Election integrity activists are worried that various counties in the crucial state of Florida could defy federal law by destroying crucial documents required for election audits and recounts after the midterms.
Specifically, Americans United for Democracy, Integrity, and Transparency in Elections (AUDIT-USA) believes that county supervisors of elections in Florida are either not retaining ballot images or are destroying ballot images that are required by law to be kept for 22 months after a state or federal election.
“Most of the counties down there are destroying the ballot images,” said John Brakey, director of the nonpartisan group.
A major incident involving destruction of ballot images occurred in Florida’s Broward County during the 2016 primary election. Brenda Snipes, Broward County supervisor of elections, destroyed both paper ballots and ballot images after congressional candidate Tim Canova filed a records request and eventual lawsuit against Snipes. This followed the Democratic primary that pitted Canova against incumbent Debbie Wasserman Schultz.
Brakey noted that a chain of custody that Florida and other states, including Virginia and Michigan, are supposed to follow is being bypassed and broken by local elections departments.

Supplied records >>
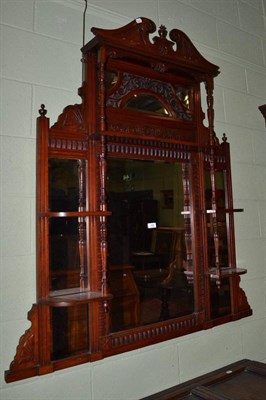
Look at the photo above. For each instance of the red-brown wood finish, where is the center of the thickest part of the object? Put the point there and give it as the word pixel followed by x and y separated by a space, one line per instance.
pixel 92 132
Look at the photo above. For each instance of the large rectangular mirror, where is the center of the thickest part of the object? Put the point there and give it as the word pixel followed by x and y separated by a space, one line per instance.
pixel 146 239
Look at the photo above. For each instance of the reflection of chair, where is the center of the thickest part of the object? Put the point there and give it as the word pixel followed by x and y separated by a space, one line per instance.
pixel 165 242
pixel 125 302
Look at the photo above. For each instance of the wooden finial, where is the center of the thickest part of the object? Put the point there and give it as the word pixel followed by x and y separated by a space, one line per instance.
pixel 162 31
pixel 42 111
pixel 224 138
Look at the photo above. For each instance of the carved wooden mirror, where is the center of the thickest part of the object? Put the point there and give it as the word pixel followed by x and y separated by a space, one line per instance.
pixel 135 216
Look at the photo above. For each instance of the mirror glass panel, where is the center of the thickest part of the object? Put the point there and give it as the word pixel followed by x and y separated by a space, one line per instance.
pixel 67 340
pixel 67 184
pixel 146 240
pixel 217 222
pixel 67 234
pixel 220 294
pixel 64 253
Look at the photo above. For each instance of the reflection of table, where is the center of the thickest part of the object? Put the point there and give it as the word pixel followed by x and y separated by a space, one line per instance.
pixel 242 380
pixel 145 259
pixel 125 302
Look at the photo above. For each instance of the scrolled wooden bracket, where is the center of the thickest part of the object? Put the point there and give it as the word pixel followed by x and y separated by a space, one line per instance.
pixel 26 360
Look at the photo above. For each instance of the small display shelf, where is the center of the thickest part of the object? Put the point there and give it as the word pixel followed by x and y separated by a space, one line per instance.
pixel 72 297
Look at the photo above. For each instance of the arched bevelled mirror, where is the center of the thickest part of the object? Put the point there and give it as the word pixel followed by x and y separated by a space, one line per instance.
pixel 135 216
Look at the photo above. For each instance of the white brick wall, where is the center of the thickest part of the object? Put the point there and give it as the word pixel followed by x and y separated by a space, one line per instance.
pixel 40 63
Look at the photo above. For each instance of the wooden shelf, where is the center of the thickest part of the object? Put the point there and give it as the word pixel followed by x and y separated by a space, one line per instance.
pixel 226 272
pixel 75 214
pixel 73 297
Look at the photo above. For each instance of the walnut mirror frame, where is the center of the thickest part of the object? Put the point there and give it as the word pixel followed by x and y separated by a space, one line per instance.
pixel 141 107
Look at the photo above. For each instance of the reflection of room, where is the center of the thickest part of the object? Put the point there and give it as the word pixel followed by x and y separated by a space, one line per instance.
pixel 146 242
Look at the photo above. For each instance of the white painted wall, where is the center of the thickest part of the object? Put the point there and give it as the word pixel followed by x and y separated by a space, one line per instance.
pixel 40 63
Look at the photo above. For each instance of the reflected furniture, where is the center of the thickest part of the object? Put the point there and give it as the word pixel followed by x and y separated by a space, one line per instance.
pixel 140 151
pixel 242 380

Short task >> Reproduce the portion of the article on Florida ballot images starting with "A major incident" and going on through "local elections departments.".

Result of this task >>
A major incident involving destruction of ballot images occurred in Florida’s Broward County during the 2016 primary election. Brenda Snipes, Broward County supervisor of elections, destroyed both paper ballots and ballot images after congressional candidate Tim Canova filed a records request and eventual lawsuit against Snipes. This followed the Democratic primary that pitted Canova against incumbent Debbie Wasserman Schultz.
Brakey noted that a chain of custody that Florida and other states, including Virginia and Michigan, are supposed to follow is being bypassed and broken by local elections departments.